#### Set task
Please continue the news story about the Senate committee and Kenneth Adelman's nomination, picking up from its final sentence.

#### Text passage
■ ■ ■ ■

The Senate Foreign Relations Committee, clearly questioning President Reagan's commitment to arms control, sidetracked the nomination of Kenneth Adelman as director of the Arms Control and Disarmament Agency yesterday to give the White House time to reconsider or withdraw it.
But at his news conference last night, Reagan defended his arms control policies and vowed to back his nominee, even if the committee votes Adelman down and paves the way for a showdown on the Senate floor.
Senate and administration sources said last night that they believed Reagan was prepared to accept a narrow no-confidence vote on Adelman in committee as long as he can win confirmation by the full Senate.
Asked whether he should withdraw Adelman's nomination so as not to harm U.S. arms control negotiating efforts under way in Geneva, Reagan replied: "I think it would be far more destructive to our allies and their peace of mind to see me repudiated by a Senate committee on someone that I want . . . . "
Committee Chairman Charles H. Percy (R-Ill.), faced earlier yesterday with the prospect of an embarrassing rejection of the president's choice by nine of the 17 senators, solicited a motion from Democratic members that would put off the vote for a week or more.
Adelman's critics on the committee contend that he lacks experience and a commitment to arms reduction.
Sens. Charles McC. Mathias Jr. (R-Md.) and Larry Pressler (R-S.D.) indicated shortly before the committee hearing that they would join six of the eight committee Democrats in voting against Adelman.
A seventh Democrat, Joseph R. Biden Jr. of Delaware, who also was undecided before the hearing, said afterward that he had notified Vice President Bush yesterday morning of his decision to vote against Adelman. Biden joined the call for a delay, suggesting that world perception of U.S. arms controls policies would be further harmed if the committee reported Adelman's nomination to the full Senate with an unfavorable recommendation.
Meanwhile yesterday, the Senate voted 81 to 11 to end a year-long conservative challenge to the nomination of Richard R. Burt as assistant secretary of state for European affairs.
The vote came after an unusual closed session of the Senate in which members heard what was reported as a "damage assessment" of a June, 1979, article by Burt that disclosed the existence and capability of a U.S. spy satellite that could monitor Soviet missile tests.
Following the Burt vote, the Senate also confirmed by unanimous voice vote the nomination of Richard T. McCormack as assistant secretary of state for economic affairs. McCormack's nomination had been held up by liberal senators in retaliation for the conservatives' hold on Burt.
The momentum against Adelman was fueled by Sen. Alan Cranston (D-Calif.), who started the committee meeting by presenting two newspaper articles containing statements attributed to Adelman in 1981.
The statements suggested that arms control negotiations are a sham and of little value because they endanger a needed defense buildup.
An ACDA spokesman said that Adelman does not remember making these statements and that they do not reflect his position on arms control.

■ ■ ■ ■

#### Data supplied
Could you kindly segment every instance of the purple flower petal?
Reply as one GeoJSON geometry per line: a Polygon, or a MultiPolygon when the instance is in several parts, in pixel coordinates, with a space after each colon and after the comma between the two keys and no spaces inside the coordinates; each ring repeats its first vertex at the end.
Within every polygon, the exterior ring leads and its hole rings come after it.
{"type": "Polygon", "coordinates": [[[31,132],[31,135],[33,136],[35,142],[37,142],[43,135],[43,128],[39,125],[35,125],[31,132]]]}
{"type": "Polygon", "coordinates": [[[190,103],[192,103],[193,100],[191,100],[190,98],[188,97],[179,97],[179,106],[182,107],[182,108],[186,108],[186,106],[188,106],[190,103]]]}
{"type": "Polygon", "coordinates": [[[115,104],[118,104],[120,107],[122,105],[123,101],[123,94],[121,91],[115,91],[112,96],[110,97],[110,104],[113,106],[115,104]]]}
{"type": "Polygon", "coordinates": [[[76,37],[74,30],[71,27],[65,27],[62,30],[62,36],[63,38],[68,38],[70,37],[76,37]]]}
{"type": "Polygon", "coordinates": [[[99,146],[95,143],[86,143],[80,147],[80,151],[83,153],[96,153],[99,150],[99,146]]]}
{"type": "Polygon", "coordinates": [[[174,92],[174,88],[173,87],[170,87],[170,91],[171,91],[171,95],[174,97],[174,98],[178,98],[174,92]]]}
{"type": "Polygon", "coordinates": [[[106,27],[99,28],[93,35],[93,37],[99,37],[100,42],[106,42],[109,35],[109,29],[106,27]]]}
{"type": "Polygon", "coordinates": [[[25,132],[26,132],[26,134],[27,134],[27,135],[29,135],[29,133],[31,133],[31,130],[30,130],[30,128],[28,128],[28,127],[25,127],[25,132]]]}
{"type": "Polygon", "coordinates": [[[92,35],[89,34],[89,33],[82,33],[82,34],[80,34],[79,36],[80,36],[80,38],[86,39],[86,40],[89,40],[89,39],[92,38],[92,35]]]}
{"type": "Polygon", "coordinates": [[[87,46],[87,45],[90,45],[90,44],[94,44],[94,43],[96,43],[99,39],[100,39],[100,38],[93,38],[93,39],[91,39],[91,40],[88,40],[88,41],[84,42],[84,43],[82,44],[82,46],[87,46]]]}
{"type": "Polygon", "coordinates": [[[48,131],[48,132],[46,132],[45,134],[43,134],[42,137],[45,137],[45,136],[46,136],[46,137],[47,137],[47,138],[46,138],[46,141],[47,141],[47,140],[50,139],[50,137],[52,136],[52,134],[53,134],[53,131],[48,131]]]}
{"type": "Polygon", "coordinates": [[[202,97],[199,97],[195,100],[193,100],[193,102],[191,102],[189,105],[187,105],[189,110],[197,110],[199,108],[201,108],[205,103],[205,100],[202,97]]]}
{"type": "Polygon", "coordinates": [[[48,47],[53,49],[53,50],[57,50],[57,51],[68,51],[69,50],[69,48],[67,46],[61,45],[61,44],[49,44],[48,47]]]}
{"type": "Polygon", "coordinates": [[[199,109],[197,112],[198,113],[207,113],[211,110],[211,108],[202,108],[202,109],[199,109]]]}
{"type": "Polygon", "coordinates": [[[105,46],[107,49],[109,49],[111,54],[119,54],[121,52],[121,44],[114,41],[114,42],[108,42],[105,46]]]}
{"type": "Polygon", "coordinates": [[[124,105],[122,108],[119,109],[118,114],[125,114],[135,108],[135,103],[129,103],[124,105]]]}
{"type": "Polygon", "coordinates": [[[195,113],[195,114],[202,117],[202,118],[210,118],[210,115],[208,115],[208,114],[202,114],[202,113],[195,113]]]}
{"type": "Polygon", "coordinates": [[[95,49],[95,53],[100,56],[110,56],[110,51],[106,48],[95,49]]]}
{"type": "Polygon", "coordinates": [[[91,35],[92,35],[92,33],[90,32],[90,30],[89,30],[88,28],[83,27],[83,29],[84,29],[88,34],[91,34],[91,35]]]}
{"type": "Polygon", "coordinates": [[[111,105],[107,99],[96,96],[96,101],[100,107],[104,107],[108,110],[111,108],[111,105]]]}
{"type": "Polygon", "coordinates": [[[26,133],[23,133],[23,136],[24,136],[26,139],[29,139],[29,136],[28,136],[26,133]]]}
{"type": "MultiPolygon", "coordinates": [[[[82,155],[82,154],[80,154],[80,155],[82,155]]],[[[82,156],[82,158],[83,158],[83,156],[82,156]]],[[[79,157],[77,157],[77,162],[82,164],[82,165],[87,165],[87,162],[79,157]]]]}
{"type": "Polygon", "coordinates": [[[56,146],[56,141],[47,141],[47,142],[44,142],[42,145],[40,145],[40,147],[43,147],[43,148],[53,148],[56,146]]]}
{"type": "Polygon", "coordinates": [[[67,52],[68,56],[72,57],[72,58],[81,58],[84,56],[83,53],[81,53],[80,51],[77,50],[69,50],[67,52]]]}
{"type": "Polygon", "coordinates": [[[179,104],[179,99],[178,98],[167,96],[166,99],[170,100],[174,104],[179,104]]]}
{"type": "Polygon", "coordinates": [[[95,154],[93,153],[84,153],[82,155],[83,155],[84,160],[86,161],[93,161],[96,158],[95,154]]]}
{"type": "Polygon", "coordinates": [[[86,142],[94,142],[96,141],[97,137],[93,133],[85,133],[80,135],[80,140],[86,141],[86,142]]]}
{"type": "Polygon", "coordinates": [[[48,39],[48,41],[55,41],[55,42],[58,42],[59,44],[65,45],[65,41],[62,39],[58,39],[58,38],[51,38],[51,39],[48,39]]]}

■ ■ ■ ■

#### Answer to the task
Reagan said last night that Adelman "knows arms control isn't a sham, that we are as on the level as anyone can be in trying to promote this."
The president described Adelman as "eminently qualified" for the ACDA director's job, and suggested that the delay by the Senate panel has not "done anything to help us in our efforts to get an arms reduction agreement."
Senate Majority Leader Howard H. Baker Jr. (R-Tenn.) supported the vote to delay, saying he thought it was good to let the "dust settle" and give the White House time to reconsider. But Baker emphasized that committee members should not take his vote as an indication "that I know the president will take down the nomination . . . . I do not."
The turning point in the committee's consideration of Adelman's nomination was a strongly worded statement by Mathias. He said the president's dilemma on arms control is that he has been caught between "the right wing and the right thing," which has resulted in "a series of inappropriate appointments."
Mathias called on the president to withdraw the Adelman nomination. He said "it is an unhappy coincidence" that the president, his secretaries of state and defense and his national security adviser "are all innocent of experience in the complex and bewildering world of arms control."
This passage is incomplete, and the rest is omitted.